Document segment
The technology, known as Intraosseous Transcutaneous Amputation Prosthesis (ITAP), could lead to the use of fully functioning bionic limbs, linked up to a person’s nervous system and controlled by the patient, within five years.
The technique involves a metal implant attached to bone that protrudes through the skin, which forms a seal around it. Prostheses can then be attached to the device. The breakthrough came after the team of scientists from University College London’s Centre for Biomedical Engineering observed how skin moulds around deers’ antlers.
The ability to attach a prosthetic limb directly to a patient’s skeleton, breaching the skin without infection, not only removes the discomfort of conventional prostheses, but it also reduces the substantial medical costs involved with replacement of sockets, repeated prosthetic fittings, treatment of infections and pressure sores and surgical procedures.
Norbert Kang, a plastic surgeon and the lead investigator in the first clinical trial, based at Mount Vernon Hospital, said that the technique had already been shown to have a significant impact on patients’ lives. One has been able to use a pen and write for the first time in ten years. Another, who lost an eye to cancer, has had a prosthetic eye attached using the technology.
Paul Unwin, managing director of Stanmore Implants Worldwide, a medical devices firm working in collaboration with UCL, described the work as highly successful, so far. “ITAP has the potential to play a key role in the next generation of bionic prostheses, working with artificially intelligent powered limbs, under the control of the patient’s own nervous system,” he said.
The incidence of limb and digit amputation in the developed world is about 390 per million people. In the European Union there are approximately 156,000 digits and limbs amputated annually, mainly as a result of disease.

Task item A
Using the ITAP text, answer each question:
(i) What did the University College London scientists observe before the breakthrough?
(ii) At which hospital is Norbert Kang based?
(iii) About how many digits and limbs are amputated each year in the European Union?
Task item B
Rewrite the passage of the ITAP text starting at "The incidence of" and ending at "result of disease.", substituting "United Kingdom" for "European Union".
Answer using nothing but the ITAP text.

Listed entries
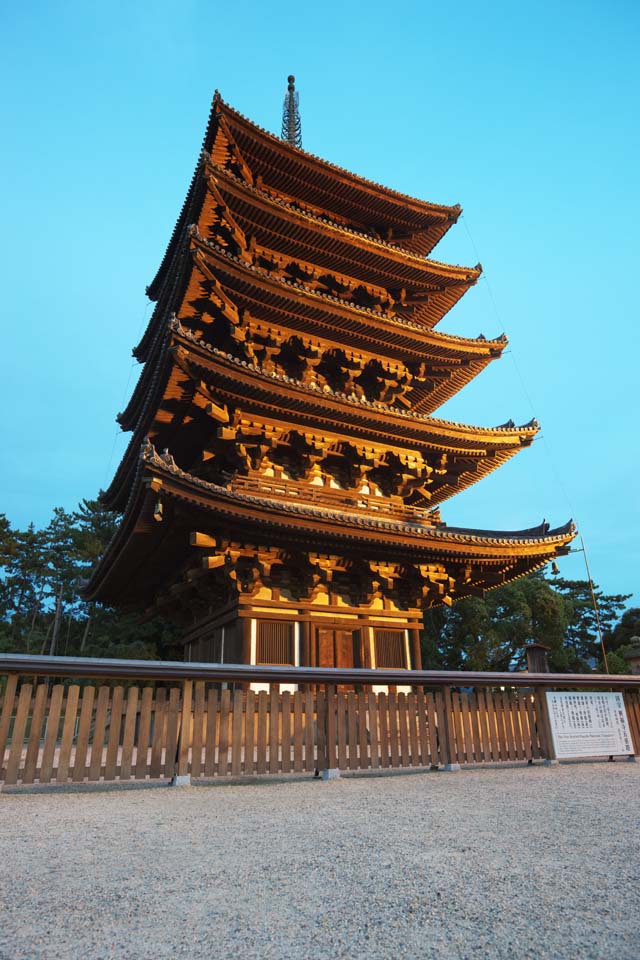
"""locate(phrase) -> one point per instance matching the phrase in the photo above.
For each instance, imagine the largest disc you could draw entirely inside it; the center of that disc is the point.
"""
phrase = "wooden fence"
(164, 723)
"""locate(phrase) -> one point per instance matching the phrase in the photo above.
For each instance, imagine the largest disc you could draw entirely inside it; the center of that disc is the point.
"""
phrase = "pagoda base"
(291, 633)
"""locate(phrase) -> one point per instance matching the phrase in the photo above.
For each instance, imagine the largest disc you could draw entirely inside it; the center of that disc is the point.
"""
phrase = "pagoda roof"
(185, 361)
(143, 552)
(264, 158)
(349, 322)
(284, 228)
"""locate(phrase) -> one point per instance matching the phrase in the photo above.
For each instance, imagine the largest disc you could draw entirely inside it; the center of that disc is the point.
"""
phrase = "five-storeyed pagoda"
(282, 484)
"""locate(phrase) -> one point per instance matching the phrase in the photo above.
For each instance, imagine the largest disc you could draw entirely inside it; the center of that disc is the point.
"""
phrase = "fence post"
(183, 778)
(5, 718)
(447, 743)
(330, 770)
(544, 727)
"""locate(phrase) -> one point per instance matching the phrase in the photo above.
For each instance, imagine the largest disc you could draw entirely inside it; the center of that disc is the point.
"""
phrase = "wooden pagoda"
(281, 490)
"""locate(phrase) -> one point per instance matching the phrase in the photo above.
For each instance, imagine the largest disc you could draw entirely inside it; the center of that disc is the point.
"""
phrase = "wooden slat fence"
(61, 731)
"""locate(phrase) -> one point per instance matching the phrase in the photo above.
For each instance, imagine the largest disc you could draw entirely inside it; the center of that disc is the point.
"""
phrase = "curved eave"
(340, 316)
(287, 229)
(327, 185)
(259, 393)
(252, 380)
(142, 545)
(436, 297)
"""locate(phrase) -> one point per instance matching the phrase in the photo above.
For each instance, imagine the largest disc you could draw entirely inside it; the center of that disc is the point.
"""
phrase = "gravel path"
(520, 862)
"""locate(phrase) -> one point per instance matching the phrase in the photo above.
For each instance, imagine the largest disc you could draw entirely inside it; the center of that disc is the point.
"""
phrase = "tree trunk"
(85, 635)
(56, 623)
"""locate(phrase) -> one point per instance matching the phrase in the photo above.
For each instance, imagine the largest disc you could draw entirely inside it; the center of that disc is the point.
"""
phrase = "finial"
(291, 125)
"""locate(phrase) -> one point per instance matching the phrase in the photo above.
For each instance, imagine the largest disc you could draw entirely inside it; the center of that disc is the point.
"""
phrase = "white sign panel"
(589, 724)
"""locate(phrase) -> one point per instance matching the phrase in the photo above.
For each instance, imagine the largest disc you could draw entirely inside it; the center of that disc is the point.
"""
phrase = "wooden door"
(338, 648)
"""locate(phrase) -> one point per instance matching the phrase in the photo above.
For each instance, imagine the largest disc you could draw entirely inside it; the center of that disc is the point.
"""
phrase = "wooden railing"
(74, 720)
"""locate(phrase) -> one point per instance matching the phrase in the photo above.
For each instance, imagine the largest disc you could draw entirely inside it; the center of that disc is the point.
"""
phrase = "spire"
(291, 126)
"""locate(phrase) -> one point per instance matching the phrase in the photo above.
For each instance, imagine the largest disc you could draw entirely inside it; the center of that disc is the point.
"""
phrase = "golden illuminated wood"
(282, 486)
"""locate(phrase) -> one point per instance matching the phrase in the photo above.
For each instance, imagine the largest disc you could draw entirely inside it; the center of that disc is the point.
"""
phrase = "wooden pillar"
(330, 768)
(544, 726)
(305, 643)
(416, 651)
(182, 776)
(445, 728)
(246, 623)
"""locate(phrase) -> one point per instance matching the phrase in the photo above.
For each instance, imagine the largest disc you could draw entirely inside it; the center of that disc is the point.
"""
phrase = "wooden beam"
(197, 539)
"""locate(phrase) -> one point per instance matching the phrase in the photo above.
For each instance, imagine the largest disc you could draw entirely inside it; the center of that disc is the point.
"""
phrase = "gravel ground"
(513, 862)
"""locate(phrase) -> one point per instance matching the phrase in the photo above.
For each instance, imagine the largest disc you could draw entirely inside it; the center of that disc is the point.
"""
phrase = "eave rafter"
(445, 564)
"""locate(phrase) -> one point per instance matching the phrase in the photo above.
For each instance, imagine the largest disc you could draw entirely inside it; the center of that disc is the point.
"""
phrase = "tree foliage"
(490, 632)
(41, 605)
(42, 609)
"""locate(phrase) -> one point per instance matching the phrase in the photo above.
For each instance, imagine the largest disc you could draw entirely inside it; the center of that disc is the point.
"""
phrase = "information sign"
(589, 724)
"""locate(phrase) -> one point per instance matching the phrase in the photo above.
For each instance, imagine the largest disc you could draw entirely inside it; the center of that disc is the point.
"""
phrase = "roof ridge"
(217, 99)
(165, 462)
(309, 215)
(174, 324)
(192, 230)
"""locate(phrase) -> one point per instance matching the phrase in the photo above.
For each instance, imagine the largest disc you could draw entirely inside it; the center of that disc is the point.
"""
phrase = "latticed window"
(275, 642)
(390, 649)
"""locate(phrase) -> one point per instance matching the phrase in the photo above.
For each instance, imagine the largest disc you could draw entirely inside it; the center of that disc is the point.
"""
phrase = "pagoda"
(281, 490)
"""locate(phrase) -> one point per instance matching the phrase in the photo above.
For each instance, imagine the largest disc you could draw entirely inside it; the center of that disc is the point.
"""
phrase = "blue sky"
(526, 115)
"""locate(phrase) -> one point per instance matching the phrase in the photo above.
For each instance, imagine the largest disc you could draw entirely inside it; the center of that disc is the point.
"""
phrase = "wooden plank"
(5, 717)
(383, 718)
(508, 724)
(310, 731)
(51, 736)
(19, 729)
(37, 721)
(414, 742)
(633, 715)
(405, 758)
(236, 733)
(223, 735)
(423, 735)
(322, 720)
(331, 728)
(491, 725)
(523, 720)
(363, 746)
(113, 743)
(531, 721)
(184, 736)
(374, 740)
(298, 731)
(128, 737)
(144, 730)
(249, 731)
(469, 752)
(262, 732)
(474, 722)
(274, 729)
(198, 725)
(514, 710)
(99, 727)
(341, 707)
(212, 733)
(198, 729)
(159, 732)
(173, 733)
(434, 739)
(286, 731)
(84, 729)
(393, 733)
(68, 730)
(457, 739)
(483, 714)
(352, 730)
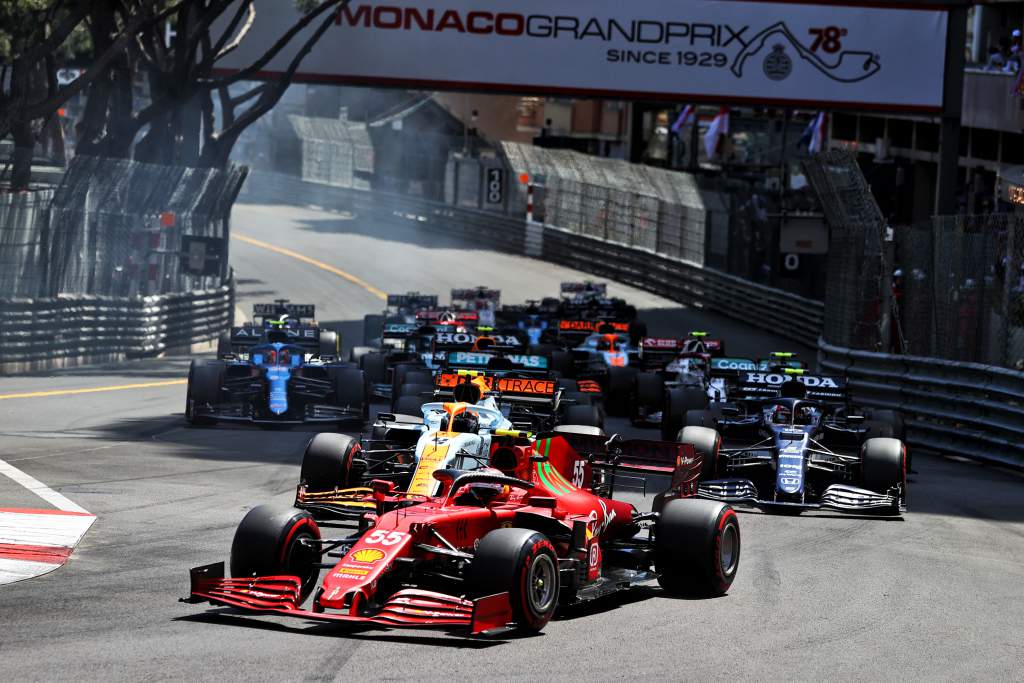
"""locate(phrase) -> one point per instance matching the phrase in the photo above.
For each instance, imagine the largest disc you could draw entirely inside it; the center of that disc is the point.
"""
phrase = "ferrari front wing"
(407, 608)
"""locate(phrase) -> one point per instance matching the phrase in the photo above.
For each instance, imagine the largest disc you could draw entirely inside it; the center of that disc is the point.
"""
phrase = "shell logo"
(368, 555)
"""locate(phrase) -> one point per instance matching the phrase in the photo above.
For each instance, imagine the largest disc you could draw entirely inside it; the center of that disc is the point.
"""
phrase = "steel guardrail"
(965, 409)
(42, 334)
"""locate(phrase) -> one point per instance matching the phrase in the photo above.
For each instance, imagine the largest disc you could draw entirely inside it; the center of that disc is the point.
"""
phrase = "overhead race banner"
(713, 50)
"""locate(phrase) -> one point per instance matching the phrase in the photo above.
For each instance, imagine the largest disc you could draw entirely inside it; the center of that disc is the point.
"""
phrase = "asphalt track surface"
(934, 596)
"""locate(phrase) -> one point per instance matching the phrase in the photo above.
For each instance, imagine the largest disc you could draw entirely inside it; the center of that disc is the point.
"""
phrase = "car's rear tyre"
(375, 368)
(268, 543)
(678, 401)
(707, 442)
(330, 344)
(583, 415)
(523, 563)
(205, 381)
(330, 462)
(620, 391)
(696, 547)
(883, 464)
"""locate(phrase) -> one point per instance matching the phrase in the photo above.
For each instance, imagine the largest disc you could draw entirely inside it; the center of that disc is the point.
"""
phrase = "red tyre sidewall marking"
(723, 519)
(534, 551)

Response box A
(i) How skin moulds around deers' antlers.
(ii) Mount Vernon Hospital.
(iii) Approximately 156,000.

Response box B
The incidence of limb and digit amputation in the developed world is about 390 per million people. In the United Kingdom there are approximately 156,000 digits and limbs amputated annually, mainly as a result of disease.